▶ [Extracted material]
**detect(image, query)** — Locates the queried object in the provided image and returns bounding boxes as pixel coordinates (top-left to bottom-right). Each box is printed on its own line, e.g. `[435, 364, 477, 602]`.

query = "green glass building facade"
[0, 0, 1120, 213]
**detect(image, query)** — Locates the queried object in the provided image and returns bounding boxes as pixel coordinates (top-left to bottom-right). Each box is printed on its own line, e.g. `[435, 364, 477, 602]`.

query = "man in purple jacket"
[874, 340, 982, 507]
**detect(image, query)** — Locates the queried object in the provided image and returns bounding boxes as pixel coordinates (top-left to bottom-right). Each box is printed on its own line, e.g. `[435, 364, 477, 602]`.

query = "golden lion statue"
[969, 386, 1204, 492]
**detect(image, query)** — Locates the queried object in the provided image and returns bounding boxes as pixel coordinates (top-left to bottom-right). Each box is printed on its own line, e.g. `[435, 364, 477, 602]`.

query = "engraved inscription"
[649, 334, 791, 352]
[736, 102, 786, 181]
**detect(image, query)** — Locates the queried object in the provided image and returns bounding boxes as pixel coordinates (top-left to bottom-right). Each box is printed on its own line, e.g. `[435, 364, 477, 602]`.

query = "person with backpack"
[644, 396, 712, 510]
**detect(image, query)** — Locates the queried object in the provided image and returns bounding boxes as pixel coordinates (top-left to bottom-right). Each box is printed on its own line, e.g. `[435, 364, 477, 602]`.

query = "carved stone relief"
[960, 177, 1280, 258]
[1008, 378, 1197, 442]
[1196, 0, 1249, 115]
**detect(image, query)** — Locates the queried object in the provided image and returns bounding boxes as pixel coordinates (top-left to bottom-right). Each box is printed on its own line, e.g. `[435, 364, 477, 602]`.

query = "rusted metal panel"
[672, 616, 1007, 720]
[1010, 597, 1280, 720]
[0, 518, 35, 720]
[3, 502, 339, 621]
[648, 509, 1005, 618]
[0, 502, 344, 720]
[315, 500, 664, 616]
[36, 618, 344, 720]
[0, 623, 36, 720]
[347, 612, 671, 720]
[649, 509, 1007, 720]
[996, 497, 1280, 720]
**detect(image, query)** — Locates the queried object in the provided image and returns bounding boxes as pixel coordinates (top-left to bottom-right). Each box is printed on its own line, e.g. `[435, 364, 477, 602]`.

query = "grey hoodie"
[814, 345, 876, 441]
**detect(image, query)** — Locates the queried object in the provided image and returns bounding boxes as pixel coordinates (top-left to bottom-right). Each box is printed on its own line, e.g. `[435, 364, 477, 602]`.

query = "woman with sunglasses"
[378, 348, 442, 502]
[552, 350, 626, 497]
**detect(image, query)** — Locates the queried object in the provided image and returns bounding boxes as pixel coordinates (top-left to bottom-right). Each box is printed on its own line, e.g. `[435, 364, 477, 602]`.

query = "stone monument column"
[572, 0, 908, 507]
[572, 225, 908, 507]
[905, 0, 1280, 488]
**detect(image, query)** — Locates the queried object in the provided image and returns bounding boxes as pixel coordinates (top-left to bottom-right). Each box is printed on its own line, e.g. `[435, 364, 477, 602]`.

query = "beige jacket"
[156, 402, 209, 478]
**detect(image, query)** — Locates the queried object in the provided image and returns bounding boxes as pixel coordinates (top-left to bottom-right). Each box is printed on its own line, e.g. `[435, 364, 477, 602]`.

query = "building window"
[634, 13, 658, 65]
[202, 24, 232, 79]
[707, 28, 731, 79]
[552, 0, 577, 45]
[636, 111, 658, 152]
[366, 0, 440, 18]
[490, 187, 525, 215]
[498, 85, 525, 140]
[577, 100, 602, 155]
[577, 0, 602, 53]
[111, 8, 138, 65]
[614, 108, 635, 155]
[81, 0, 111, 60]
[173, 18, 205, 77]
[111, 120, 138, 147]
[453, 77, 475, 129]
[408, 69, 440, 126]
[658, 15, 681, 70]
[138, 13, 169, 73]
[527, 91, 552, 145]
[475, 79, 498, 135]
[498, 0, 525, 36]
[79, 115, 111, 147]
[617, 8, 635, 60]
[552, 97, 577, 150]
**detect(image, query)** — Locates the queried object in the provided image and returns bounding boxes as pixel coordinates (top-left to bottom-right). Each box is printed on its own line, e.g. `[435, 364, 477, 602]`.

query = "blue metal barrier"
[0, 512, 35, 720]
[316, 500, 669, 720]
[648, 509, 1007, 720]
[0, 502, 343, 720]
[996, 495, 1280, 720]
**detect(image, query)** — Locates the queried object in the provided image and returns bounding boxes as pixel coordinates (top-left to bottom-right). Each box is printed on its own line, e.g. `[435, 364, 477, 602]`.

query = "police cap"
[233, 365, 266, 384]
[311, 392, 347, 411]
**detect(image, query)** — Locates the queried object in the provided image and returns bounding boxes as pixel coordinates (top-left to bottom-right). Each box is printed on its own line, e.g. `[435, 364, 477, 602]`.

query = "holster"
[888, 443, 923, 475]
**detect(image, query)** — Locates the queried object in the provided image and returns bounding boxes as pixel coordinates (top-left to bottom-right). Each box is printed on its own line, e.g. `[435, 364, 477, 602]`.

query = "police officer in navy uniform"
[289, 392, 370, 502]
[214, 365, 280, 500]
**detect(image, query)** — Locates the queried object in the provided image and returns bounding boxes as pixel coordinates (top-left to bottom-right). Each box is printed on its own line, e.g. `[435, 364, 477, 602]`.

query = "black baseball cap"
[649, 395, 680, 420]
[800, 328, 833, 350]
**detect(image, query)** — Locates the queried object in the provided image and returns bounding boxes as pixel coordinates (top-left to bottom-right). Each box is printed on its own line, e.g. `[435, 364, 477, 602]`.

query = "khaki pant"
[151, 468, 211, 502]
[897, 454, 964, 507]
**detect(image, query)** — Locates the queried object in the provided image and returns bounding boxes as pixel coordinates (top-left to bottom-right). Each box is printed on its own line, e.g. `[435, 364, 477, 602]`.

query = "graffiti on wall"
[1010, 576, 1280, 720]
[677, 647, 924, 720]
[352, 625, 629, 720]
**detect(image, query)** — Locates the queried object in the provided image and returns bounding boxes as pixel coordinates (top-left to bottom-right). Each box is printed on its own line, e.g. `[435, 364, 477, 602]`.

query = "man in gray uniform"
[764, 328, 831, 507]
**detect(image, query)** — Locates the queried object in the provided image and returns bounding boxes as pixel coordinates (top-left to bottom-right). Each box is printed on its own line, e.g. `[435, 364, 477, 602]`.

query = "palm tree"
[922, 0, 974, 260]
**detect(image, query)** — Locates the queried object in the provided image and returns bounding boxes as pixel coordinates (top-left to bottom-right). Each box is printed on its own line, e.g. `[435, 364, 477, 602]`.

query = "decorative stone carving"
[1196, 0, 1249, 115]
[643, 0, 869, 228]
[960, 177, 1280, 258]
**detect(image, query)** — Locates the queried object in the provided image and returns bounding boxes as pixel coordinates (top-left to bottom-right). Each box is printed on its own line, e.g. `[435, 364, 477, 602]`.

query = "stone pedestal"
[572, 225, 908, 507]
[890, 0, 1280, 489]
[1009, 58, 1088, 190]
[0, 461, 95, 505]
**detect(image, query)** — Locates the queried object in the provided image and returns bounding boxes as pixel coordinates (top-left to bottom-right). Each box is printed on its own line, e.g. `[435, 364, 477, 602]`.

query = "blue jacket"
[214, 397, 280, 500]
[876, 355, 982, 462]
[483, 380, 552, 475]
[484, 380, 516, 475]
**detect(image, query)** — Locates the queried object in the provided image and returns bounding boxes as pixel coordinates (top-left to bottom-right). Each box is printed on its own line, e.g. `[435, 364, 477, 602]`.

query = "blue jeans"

▶ [Written task] Count the lines of the data above that contain the word "uniform", matching case exactly, and give only the number.

▶ [Exercise result] 2